Given data:
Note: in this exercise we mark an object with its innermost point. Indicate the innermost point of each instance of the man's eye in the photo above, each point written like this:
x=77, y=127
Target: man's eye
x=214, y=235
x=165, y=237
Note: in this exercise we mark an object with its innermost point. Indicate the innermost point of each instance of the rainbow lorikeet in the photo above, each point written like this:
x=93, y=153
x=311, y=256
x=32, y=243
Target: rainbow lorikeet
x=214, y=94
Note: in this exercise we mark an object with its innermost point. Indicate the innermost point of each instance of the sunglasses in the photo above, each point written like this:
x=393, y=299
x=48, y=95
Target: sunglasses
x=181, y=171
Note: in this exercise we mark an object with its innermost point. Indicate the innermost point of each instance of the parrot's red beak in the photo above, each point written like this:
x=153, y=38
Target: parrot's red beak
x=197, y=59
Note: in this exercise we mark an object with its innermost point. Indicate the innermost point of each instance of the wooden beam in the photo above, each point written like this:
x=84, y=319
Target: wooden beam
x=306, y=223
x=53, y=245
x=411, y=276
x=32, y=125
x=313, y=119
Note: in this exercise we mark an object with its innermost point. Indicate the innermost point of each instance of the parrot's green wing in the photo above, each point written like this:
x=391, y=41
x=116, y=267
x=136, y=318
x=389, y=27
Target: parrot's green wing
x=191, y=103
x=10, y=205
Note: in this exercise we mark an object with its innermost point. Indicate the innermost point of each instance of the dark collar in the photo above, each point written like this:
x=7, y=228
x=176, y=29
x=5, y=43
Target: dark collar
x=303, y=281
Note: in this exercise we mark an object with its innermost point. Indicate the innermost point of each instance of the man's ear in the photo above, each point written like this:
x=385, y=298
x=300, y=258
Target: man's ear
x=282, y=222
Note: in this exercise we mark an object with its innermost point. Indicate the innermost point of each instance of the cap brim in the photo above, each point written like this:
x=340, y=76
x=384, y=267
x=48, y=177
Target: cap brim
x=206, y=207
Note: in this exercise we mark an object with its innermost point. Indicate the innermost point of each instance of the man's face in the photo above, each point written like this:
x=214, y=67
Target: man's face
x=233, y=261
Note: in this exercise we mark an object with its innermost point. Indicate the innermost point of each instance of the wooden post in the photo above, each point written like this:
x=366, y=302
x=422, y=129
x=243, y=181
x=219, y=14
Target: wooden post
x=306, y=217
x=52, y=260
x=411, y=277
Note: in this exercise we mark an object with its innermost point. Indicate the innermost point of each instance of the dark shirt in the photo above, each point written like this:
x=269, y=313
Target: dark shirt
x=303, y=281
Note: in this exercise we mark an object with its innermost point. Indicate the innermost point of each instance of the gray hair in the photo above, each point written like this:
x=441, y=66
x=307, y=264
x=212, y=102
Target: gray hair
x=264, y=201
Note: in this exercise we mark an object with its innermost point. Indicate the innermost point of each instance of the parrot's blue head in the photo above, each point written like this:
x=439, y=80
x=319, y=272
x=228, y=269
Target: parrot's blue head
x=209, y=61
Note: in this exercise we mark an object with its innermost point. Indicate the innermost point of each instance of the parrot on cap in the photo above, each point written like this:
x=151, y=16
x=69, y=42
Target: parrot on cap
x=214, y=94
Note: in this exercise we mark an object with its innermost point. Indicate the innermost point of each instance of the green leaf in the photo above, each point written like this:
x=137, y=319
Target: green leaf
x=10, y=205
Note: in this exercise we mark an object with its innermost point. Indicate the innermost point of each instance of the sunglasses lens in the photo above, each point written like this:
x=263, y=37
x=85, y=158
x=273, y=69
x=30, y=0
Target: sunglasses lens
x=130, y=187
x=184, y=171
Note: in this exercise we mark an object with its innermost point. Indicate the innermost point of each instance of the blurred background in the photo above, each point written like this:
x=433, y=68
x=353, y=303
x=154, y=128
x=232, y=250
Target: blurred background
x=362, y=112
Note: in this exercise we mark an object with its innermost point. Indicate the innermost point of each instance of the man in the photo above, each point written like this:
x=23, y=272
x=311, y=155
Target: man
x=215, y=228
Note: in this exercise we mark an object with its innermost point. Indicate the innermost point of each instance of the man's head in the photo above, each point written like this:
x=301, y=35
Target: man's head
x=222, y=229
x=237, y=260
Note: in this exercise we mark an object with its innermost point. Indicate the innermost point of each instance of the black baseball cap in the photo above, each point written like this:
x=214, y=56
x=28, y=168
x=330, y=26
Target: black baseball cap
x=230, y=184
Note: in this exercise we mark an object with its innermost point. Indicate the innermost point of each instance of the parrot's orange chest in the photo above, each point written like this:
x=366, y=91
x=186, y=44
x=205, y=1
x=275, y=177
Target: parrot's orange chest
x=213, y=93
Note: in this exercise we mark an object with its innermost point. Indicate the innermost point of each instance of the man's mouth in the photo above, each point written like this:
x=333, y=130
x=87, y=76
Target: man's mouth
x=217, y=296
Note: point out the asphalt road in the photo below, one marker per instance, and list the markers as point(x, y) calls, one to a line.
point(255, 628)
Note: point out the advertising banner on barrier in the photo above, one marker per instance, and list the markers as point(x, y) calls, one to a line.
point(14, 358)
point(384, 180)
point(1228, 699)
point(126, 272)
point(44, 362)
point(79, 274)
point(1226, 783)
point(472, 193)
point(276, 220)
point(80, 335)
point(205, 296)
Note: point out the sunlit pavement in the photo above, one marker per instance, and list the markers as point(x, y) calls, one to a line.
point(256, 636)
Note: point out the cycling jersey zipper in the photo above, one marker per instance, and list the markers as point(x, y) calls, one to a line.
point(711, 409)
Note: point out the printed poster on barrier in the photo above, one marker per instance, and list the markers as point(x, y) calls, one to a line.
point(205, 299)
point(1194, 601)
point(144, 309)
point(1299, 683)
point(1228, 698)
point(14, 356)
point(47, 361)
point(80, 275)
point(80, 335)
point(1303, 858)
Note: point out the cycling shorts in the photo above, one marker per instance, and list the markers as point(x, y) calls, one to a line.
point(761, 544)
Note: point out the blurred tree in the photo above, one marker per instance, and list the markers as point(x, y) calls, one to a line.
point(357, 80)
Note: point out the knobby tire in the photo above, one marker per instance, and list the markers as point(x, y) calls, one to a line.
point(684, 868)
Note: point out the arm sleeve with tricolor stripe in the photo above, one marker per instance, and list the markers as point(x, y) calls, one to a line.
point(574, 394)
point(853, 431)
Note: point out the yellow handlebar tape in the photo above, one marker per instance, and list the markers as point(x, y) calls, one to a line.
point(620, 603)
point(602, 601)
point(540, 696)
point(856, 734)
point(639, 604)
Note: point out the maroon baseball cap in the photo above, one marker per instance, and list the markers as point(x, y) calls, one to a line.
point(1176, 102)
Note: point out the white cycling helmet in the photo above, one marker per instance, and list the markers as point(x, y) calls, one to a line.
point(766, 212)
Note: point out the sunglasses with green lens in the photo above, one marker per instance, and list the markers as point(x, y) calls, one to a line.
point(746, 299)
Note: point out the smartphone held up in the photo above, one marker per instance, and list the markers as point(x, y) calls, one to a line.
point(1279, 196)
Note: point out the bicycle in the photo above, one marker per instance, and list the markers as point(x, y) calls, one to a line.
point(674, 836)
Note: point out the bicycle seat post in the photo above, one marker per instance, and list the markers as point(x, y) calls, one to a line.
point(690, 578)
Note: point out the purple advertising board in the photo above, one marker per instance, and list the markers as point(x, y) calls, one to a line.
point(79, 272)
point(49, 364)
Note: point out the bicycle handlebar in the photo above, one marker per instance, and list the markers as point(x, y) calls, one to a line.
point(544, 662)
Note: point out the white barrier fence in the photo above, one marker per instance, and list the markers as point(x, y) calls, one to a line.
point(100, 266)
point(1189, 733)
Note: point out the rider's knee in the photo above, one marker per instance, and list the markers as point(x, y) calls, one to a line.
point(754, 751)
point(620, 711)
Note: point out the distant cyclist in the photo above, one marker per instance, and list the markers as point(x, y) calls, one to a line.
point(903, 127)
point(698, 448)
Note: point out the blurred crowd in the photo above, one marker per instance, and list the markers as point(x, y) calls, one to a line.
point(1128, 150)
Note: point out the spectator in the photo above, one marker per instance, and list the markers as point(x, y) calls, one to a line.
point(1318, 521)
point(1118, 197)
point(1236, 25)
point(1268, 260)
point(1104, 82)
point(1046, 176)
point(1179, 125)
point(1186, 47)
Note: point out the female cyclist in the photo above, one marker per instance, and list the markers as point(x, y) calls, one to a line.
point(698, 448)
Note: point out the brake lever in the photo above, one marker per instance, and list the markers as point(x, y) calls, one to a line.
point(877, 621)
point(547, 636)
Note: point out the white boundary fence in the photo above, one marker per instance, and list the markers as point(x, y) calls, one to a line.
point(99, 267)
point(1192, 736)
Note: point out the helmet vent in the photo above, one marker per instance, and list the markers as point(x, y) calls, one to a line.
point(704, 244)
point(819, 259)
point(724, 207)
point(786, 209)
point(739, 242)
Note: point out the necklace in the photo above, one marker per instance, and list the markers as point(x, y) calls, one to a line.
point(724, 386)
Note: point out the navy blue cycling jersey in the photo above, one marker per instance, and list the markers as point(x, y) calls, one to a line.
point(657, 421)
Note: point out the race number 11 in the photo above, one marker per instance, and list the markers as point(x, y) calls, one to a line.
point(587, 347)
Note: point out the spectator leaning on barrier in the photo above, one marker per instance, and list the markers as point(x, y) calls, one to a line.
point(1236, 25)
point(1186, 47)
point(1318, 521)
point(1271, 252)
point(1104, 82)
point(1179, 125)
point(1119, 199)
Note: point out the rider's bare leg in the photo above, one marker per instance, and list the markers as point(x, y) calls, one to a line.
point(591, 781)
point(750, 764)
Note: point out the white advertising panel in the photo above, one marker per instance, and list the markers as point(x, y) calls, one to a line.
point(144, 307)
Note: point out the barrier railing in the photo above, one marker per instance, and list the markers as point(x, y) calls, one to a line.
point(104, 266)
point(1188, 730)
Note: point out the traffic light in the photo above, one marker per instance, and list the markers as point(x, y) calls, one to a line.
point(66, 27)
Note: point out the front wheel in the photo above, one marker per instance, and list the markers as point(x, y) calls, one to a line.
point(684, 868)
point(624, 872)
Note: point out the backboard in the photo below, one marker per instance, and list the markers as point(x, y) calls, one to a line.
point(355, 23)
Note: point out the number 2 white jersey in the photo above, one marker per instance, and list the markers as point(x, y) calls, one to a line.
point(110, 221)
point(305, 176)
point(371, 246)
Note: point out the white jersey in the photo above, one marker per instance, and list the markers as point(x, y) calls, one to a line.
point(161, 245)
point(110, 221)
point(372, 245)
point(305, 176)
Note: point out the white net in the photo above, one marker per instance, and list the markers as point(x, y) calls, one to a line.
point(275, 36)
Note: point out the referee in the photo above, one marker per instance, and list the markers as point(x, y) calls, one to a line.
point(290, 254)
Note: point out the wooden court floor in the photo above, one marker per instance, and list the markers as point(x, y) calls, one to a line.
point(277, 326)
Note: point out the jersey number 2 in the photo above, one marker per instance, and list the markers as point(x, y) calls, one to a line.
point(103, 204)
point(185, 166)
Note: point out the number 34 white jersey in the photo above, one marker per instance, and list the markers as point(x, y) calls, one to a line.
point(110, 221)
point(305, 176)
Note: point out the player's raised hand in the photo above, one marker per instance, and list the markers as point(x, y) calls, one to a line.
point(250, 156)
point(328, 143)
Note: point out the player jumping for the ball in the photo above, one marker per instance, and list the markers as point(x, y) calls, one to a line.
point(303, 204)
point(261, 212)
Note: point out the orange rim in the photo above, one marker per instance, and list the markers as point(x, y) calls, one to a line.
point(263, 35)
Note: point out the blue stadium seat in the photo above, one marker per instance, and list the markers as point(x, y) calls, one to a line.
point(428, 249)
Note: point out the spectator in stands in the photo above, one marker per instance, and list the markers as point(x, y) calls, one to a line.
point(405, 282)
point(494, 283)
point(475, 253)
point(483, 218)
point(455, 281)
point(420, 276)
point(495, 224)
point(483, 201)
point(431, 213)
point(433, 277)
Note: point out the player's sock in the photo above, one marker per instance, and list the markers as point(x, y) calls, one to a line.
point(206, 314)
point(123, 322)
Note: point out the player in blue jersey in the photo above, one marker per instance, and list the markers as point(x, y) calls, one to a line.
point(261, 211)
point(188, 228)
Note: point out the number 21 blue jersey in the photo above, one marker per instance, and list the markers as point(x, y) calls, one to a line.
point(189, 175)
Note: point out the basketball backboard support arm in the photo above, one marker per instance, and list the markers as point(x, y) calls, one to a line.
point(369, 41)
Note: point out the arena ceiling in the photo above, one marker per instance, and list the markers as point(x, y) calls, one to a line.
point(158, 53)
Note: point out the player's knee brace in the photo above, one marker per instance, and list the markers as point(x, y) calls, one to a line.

Exercise prompt:
Rewrite every line from the start of the listing up to and including the line containing "x=197, y=59", adding -42 to each x and y coordinate of the answer points. Leave all other lines, including their sample points, unchanged.

Result of the exercise:
Note: in this exercise we mark an object with its innermost point. Indicate the innermost point of each instance of the man's eye in the photo above, each point written like this:
x=77, y=127
Target: man's eye
x=172, y=193
x=123, y=195
Note: in this exercise we mark an object with its innermost point. Indicate the innermost point of each instance of the rainbow lorikeet in the photo above, each point written like this:
x=93, y=153
x=311, y=256
x=32, y=243
Target: rainbow lorikeet
x=172, y=52
Note: in this exercise we mark an object with its innermost point. Indicate the innermost point of each instance of the sunglasses in the photo above, each point written like this:
x=393, y=299
x=48, y=95
Target: sunglasses
x=139, y=129
Note: in this exercise we mark an object with its innermost point. Indicate the innermost point of each instance of the parrot's red beak in the photo above, each point written like this:
x=153, y=38
Target: parrot's red beak
x=155, y=17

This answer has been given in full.